**** PAGE ****

Buñuel’s least-well dubbed movie, filmed in Mexico and spoken in French. Diamond miners and soldiers are having a showdown when a mysterious stranger wanders into town, but instead of impressing everyone with his skills a la Yojimbo he’s an asshole to everyone – this is Shark (That is the Dawn‘s doctor Georges Marchal), who needs a place to stay so he shacks up with prostitute Simone Signoret, who is beloved of miner Castin (Clouzot regular Charles Vanel).

The miners-vs-soldiers war reaches a climax in a midnight firing squad which leads to a riot. Our heroes escape (with fake priest Michel Piccoli and a mute girl: Michèle Girardon of the earliest Rohmers), getting very lost in the jungle, walking in circles. They reach the promised land, finding a crashed plane full of food and jewels along the way, rescued and rich, but Castin goes mad, throwing his diamonds in the lake and murdering everyone.

Larsen:

Politically the movie may side with the miners, but once this crew forms and heads into the jungle, Buñuel is more interested in exploring the hypocrisies that exist in every human heart. And so the priest is a fraud, the prostitute is an opportunist, and the miner loses his mind … Death in the Garden concludes with a more subversive poetic image: two figures blithely paddling across a South American lake as if they were in a Venetian gondola, when in fact a literal and spiritual wilderness surrounds them.

****

### PROBLEM A:
Answer these questions from the review:
(i) Which actor plays Shark?
(ii) What does Castin throw into the lake?
(iii) In the film's closing image, what are the two figures paddling across the lake compared to?
The review and the rows that come after it have nothing to do with each other.

**** GIVEN ENTRIES ****

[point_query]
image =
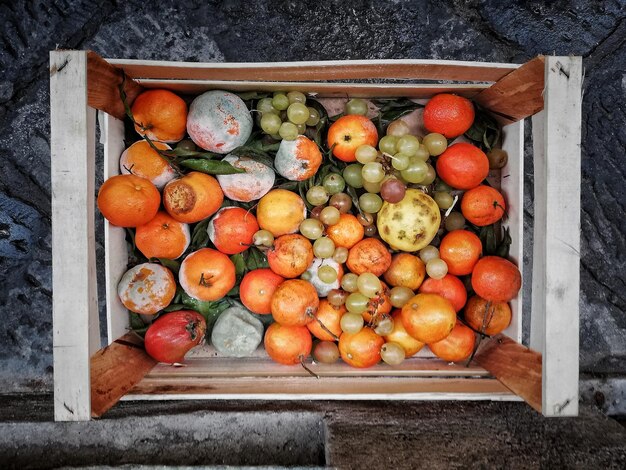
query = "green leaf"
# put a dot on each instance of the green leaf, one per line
(211, 167)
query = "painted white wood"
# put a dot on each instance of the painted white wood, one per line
(116, 249)
(74, 303)
(559, 199)
(512, 186)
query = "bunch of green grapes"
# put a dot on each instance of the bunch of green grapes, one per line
(286, 115)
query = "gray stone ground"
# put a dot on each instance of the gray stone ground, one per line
(238, 30)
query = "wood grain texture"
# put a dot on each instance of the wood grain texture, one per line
(103, 86)
(74, 304)
(518, 94)
(513, 364)
(116, 369)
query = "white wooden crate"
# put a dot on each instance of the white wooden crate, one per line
(506, 370)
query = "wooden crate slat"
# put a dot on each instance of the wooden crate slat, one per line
(74, 304)
(116, 369)
(517, 95)
(319, 71)
(103, 82)
(559, 234)
(516, 366)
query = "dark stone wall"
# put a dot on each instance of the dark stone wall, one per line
(236, 31)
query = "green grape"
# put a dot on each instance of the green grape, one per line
(317, 195)
(348, 282)
(340, 255)
(263, 238)
(384, 326)
(351, 322)
(368, 284)
(352, 175)
(408, 144)
(436, 268)
(296, 97)
(314, 117)
(356, 106)
(373, 172)
(334, 183)
(366, 154)
(429, 252)
(297, 113)
(280, 101)
(372, 187)
(415, 172)
(455, 221)
(288, 131)
(357, 303)
(330, 215)
(327, 274)
(323, 247)
(399, 296)
(392, 353)
(435, 143)
(398, 128)
(311, 228)
(370, 202)
(400, 161)
(270, 123)
(265, 106)
(388, 144)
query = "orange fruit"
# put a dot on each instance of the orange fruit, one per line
(428, 317)
(330, 316)
(399, 335)
(128, 200)
(347, 232)
(147, 288)
(286, 344)
(162, 237)
(369, 255)
(495, 319)
(280, 212)
(207, 274)
(349, 132)
(463, 166)
(298, 159)
(257, 288)
(290, 256)
(449, 287)
(193, 197)
(496, 279)
(141, 159)
(231, 229)
(449, 115)
(483, 205)
(361, 349)
(294, 303)
(161, 115)
(255, 183)
(457, 346)
(460, 249)
(405, 270)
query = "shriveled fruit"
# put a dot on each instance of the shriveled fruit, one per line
(207, 274)
(411, 224)
(428, 317)
(147, 288)
(294, 303)
(361, 349)
(286, 344)
(128, 200)
(457, 346)
(496, 279)
(173, 334)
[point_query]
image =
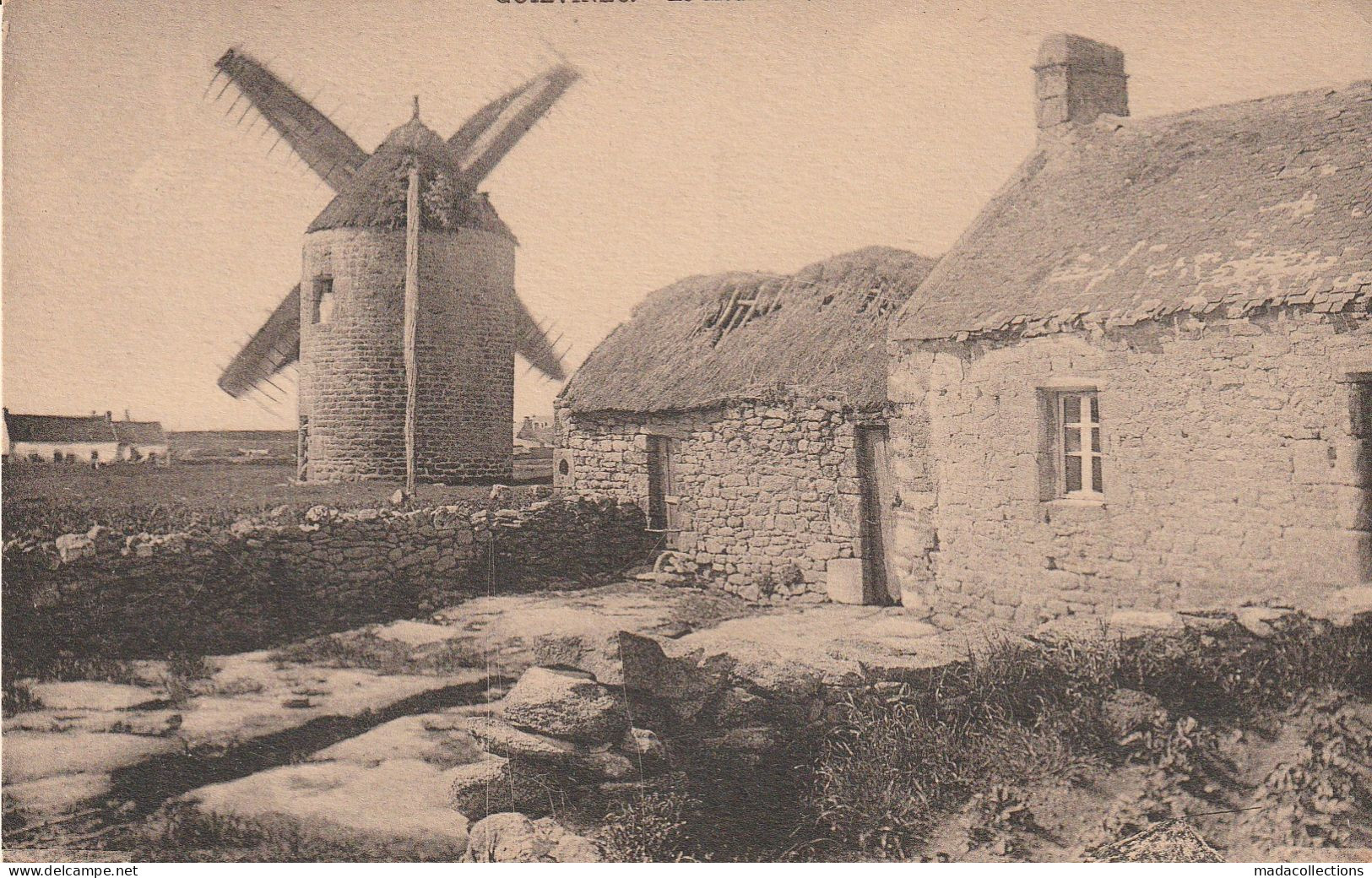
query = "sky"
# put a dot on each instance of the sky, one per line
(146, 235)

****

### PROBLEM B:
Identify every line of the rows above that contains the word "fruit", and copy each one.

### EXERCISE RESULT A:
(i) Georges Marchal
(ii) His diamonds
(iii) A Venetian gondola

### EXERCISE RESULT B:
query = "orange fruit"
# put a dot on each instance of the orange fruit, one per line
query = "shriveled fruit"
# put a dot on each instance of the shriveled fruit, one per line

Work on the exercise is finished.